ABOUT THIS EXERCISE - Setting aside any pictures, reproduce the data exactly.

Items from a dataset
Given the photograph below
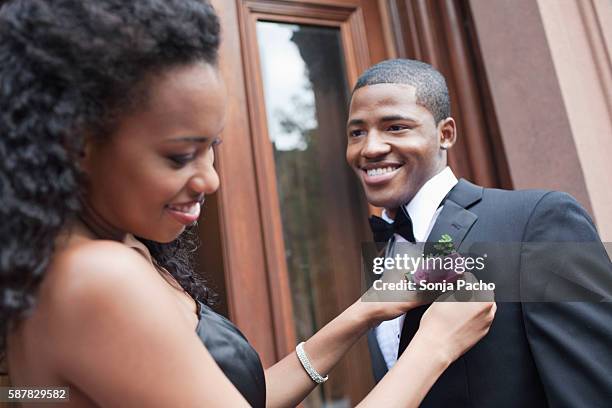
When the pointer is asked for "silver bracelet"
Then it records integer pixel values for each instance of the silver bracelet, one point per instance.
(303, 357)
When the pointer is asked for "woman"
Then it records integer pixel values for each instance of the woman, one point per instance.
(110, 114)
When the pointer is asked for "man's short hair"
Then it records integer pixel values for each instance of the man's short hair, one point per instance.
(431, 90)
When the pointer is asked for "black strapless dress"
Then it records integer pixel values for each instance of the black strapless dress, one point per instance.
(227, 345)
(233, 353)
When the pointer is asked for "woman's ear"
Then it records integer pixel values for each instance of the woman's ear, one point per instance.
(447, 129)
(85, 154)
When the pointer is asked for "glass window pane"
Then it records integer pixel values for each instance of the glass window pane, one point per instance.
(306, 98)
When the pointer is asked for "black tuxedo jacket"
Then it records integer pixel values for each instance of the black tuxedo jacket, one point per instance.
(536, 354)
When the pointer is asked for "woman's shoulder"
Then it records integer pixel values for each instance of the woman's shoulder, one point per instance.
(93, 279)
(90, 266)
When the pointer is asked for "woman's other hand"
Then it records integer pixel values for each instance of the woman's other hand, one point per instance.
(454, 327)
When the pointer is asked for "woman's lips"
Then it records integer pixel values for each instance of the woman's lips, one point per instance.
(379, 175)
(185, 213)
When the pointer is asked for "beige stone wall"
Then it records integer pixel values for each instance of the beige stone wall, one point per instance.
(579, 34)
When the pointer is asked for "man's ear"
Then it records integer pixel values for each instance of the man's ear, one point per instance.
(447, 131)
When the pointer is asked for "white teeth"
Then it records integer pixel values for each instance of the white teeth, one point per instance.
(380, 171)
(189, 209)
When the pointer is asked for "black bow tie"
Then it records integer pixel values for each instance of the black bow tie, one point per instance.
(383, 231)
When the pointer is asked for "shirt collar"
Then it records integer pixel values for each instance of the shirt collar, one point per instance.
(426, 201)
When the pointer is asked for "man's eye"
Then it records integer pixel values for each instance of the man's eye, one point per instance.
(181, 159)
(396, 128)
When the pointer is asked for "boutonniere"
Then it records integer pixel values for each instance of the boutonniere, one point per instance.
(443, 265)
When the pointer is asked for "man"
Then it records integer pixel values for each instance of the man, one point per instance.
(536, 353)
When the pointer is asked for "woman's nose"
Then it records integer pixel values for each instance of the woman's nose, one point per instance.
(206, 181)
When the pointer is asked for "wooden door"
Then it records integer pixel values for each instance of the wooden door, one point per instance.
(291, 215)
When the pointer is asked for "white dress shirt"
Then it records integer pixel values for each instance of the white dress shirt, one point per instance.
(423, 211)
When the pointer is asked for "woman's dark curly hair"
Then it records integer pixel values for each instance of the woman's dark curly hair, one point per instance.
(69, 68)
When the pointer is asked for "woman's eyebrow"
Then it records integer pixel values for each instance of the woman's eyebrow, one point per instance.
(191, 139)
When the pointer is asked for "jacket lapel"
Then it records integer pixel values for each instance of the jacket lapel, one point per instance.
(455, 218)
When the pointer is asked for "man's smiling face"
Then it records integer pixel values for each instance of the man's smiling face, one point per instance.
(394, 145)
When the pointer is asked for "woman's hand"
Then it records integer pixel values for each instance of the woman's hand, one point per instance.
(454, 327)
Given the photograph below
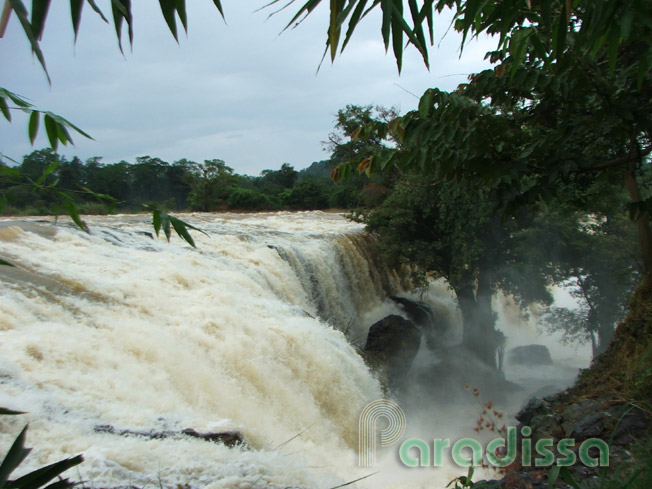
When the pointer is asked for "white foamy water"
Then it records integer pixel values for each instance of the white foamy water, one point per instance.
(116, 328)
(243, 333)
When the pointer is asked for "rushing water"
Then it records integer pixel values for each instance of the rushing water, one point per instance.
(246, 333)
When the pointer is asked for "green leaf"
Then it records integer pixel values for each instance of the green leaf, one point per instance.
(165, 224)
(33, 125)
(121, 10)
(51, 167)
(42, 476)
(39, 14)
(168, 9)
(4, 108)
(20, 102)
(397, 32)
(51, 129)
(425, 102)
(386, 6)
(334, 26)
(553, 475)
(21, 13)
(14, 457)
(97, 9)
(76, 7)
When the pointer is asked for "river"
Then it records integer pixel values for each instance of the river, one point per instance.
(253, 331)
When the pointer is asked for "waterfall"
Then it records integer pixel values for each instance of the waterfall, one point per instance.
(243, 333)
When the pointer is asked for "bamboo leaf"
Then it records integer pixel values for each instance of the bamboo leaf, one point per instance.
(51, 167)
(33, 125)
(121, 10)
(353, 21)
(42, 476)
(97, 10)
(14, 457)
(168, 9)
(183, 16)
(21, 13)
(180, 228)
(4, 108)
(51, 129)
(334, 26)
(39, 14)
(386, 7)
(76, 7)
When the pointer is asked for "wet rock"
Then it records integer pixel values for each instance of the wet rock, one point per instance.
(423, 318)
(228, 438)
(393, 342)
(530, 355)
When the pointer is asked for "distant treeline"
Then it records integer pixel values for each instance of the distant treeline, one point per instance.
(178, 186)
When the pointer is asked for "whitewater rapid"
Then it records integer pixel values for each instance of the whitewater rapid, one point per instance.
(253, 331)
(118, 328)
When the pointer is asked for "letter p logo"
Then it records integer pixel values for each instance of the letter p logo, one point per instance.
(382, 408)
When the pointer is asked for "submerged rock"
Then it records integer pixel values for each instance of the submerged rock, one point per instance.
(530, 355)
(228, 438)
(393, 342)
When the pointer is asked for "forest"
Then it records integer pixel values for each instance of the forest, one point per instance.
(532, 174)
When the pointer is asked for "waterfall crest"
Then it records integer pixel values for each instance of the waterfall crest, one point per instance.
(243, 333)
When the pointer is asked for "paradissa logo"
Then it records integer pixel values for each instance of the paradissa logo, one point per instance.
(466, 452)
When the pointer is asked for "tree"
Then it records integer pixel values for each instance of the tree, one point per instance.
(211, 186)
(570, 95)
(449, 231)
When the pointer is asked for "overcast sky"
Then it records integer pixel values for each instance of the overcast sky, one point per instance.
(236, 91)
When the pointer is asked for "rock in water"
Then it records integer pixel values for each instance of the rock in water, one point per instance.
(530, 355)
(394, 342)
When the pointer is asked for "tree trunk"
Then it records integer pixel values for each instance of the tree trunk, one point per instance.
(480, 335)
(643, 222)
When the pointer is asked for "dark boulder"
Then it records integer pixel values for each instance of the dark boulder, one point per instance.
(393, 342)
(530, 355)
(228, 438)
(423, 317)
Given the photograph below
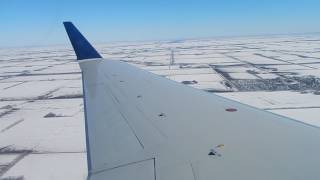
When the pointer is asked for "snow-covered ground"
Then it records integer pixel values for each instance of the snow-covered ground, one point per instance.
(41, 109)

ANSWER SECTION -
Given the photograph below
When the pointer is asked for "silver bracelet"
Then it records integer pixel values for each instance of the silver bracelet, one point per instance.
(303, 357)
When the pointer is asked for "woman"
Then it records integer pixel values for each instance of the woman, one point per instance.
(110, 114)
When the pointer is asked for "man's short hair"
Then it records integer pixel values for each instance of the man's short hair, one point per instance.
(431, 90)
When the pointer is asked for "black strapless dress"
Then it records integer pixel values for each instance of the black strapless dress, one point per instance.
(227, 345)
(233, 353)
When the pointer is asked for "woman's ear"
Then it records integer pixel values for each instance of the woman's ear, one point per instance.
(447, 129)
(85, 154)
When the pointer is asked for "glass window pane"
Then it records integer pixel values for each instance of the glass window pane, one point per instance.
(306, 98)
When the pointer is asked for "black tuxedo jacket"
Then it records integer pixel values for each instance of the black tuxedo jacket, one point per instance.
(536, 354)
When the pointer is asked for "woman's shoulder"
Then it records integer pixel values for each instance of the woman's shoulder, one point per instance.
(93, 279)
(90, 266)
When the pointer is asked for "woman's other hand"
Then it records integer pixel values for each instance of the woman's other hand, one point per instance.
(454, 327)
When the pointer is asked for "woman's lips"
Then it records integer pixel values for each instance of the woman's lips, one point per instance.
(379, 175)
(185, 213)
When the pointer is asked for "beige stone wall"
Then it records integer pixel values for each instance of the beige stone wall, one point per instance.
(579, 34)
When the pointer is asked for "man's ear"
Then it records integer pixel values for each instance of the man's ear, one point per instance.
(447, 131)
When the pointer is asked for "white teeth"
Then it records integer pixel values for each instance of the white teeth, one point per instance.
(380, 171)
(189, 209)
When the pointer is asked for "black bow tie"
Then it records integer pixel values for each instance of the black bow tie, one point per instance.
(383, 231)
When the pointer is asked for "shirt collar"
Then it records integer pixel values for each instance of the shirt collar, one point per instance.
(426, 201)
When the pointer is asked for "man's eye"
Then it records integer pixel values for each instance of the man's eye, one point per instance.
(181, 159)
(396, 128)
When the pointer is asked for "boutonniere"
Then it records integer pixel values for each instance of the boutonniere, one point per instance.
(443, 265)
When the pointer is asked for "man"
Then it records integer pixel values for each instance of the man, one point per instance.
(536, 353)
When the pointer is asked for "woman's nose"
Then it records integer pixel values for each instance of the woman's nose, one point per instance.
(206, 181)
When the pointer is asked for "wooden door"
Then it records integer pixel values for each instance of the wooden door, one point per instance.
(291, 215)
When the pointer is asked for "white dress shirt"
Then it records integer pixel values for each instance of the white dress shirt, one point per instance.
(423, 211)
When the pointer is asked for "woman's dark curly hair"
Then it records integer pixel values for each instance of the woman's dark curly hair, one point per instance.
(69, 68)
When the pointer is asked for "woman's eyebrow"
Then it records integer pixel values for each instance of the woman's eyebrow, one point per instance.
(191, 139)
When the pointer is asked for "jacket lapel"
Then it records integer pixel values for each instance of the jacket lapel, one point per instance.
(455, 218)
When the pointer is asked for "man's smiling face"
Then it records integer pixel values for each instance of the man's smiling face, one point per instance.
(394, 145)
When the pointer is asked for "woman's hand"
Then it records integer pixel values for each instance of the woman's hand, one point per instance.
(454, 327)
Given the photograph below
When the pointer is asked for "white foamy water"
Then it records integer pixel values for each instance of the white foamy water, one point per instance.
(116, 328)
(243, 333)
When the pointer is asked for "rushing water"
Then it records integer pixel values for each instance of the rushing water, one point per instance.
(246, 333)
When the pointer is asked for "green leaf"
Then it records integer pixel values for each instance of the green leaf, one point per instance.
(165, 224)
(33, 125)
(121, 10)
(51, 167)
(42, 476)
(39, 14)
(168, 9)
(4, 108)
(20, 102)
(397, 32)
(51, 129)
(425, 102)
(386, 6)
(334, 26)
(553, 475)
(21, 13)
(14, 457)
(97, 9)
(76, 7)
When the pointer is asked for "river"
Then it records integer pixel values for each instance of the river, one point per instance.
(253, 331)
When the pointer is asked for "waterfall"
Then it records integer pixel values for each instance of the waterfall, one point per instance.
(243, 333)
When the pointer is asked for "bamboo leaf"
Then it records integer pixel values for each instance of the bamboo leaf, one point per instance.
(51, 167)
(33, 125)
(121, 10)
(353, 21)
(42, 476)
(97, 10)
(14, 457)
(168, 9)
(183, 16)
(21, 13)
(180, 228)
(4, 108)
(51, 129)
(334, 26)
(39, 14)
(386, 7)
(76, 7)
When the pointer is asked for "wet rock"
Then it records integer pixel values for each instance of the wet rock, one point per instance.
(423, 318)
(228, 438)
(393, 342)
(530, 355)
When the pointer is asked for "distant treeline"
Then it records integer pixel values for each instance of the distant treeline, one point per instance.
(178, 186)
When the pointer is asked for "whitewater rapid"
Then it records integer pixel values for each instance of the whitewater rapid, one point per instance.
(253, 331)
(118, 328)
When the pointer is asked for "letter p logo"
Then it records integer pixel values for each instance of the letter p logo, one point per instance.
(382, 408)
When the pointer is asked for "submerged rock"
Then it records integer pixel values for each instance of the submerged rock, one point per instance.
(530, 355)
(228, 438)
(393, 342)
When the pointer is asked for "forest"
Then it records integer pixel values for each instance of the forest, one point per instance.
(532, 174)
When the pointer is asked for "waterfall crest"
Then it records integer pixel values for each instance of the waterfall crest, one point per instance.
(243, 333)
When the pointer is asked for "paradissa logo"
Then it records integer pixel values for each instance of the paradissa logo, one point per instance.
(466, 452)
When the pointer is asked for "tree"
Then it records integer pixel values for each instance of the tree, one point per instance.
(211, 186)
(570, 95)
(449, 231)
When the pointer is asked for "overcast sky"
Then it records integer pixel values for each instance of the overcast sky, one point per instance.
(236, 91)
When the pointer is asked for "rock in water"
Then it records integer pixel values for each instance of the rock in water, one point per instance.
(530, 355)
(394, 342)
When the pointer is asked for "tree trunk"
Then it records integer pixel values for each instance of the tree trunk, one point per instance.
(480, 335)
(643, 222)
When the pointer is asked for "dark boulder"
Then it records integer pixel values for each instance of the dark boulder, one point per instance.
(393, 342)
(530, 355)
(228, 438)
(423, 317)
Given the photograph below
When the pointer is asked for "snow-covered ground"
Then it records integer pixel values for each instance of the snow-covered ground, one point per instance.
(41, 109)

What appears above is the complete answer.